Begin Selected excerpt

Main Code Logic

model.trainer.py, all training functions implemented in PreMode_trainer class, use data_distributed_parallel_gpu to assign and start tasks
model.model.py, create_model function to get the model (representation + output)
- model.module.representation.py and model.module.output.py implements the representation and output model
model.module.utils.py, search for loss_fn implements loss functions
utils.configs.py, mainly implements how to do the split and generate train, valid and test data (org file)
data.Data.py implements the dataset (how to build the graph data from raw data to be trained)

File structure

data.files storing features (precomputed) for the model
- use generate_feature/esm.inference.py to generate esm feature, need to provide a csv with uniprotID and sequence column, stored in data.files/esm.files
- download af2 structures in data.files/af2.files
- generate MSA in data.files/MSA
parse_input_table code to preproccess input data file (multiprocess on variant level instead of wt seq level, can be slower than expected)

End Selected excerpt
Begin Data lines

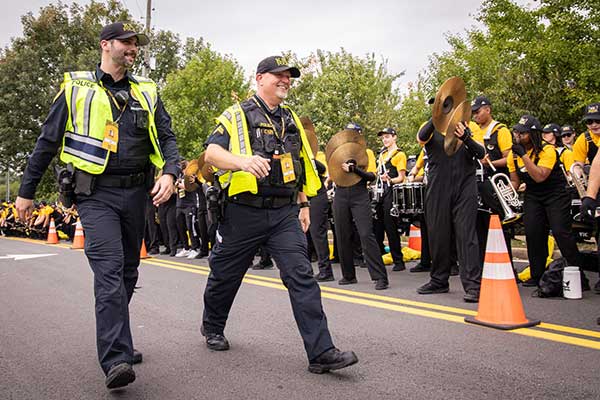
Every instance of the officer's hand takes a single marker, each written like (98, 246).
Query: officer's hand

End Data lines

What to work on:
1. Write out the code overview from "File structure" to "slower than expected)".
2. In the code overview, which class holds all of the training functions?
Rely on the code overview alone.

Solutions to the problems:
1.
File structure

data.files storing features (precomputed) for the model
- use generate_feature/esm.inference.py to generate esm feature, need to provide a csv with uniprotID and sequence column, stored in data.files/esm.files
- download af2 structures in data.files/af2.files
- generate MSA in data.files/MSA
parse_input_table code to preproccess input data file (multiprocess on variant level instead of wt seq level, can be slower than expected)

2. PreMode_trainer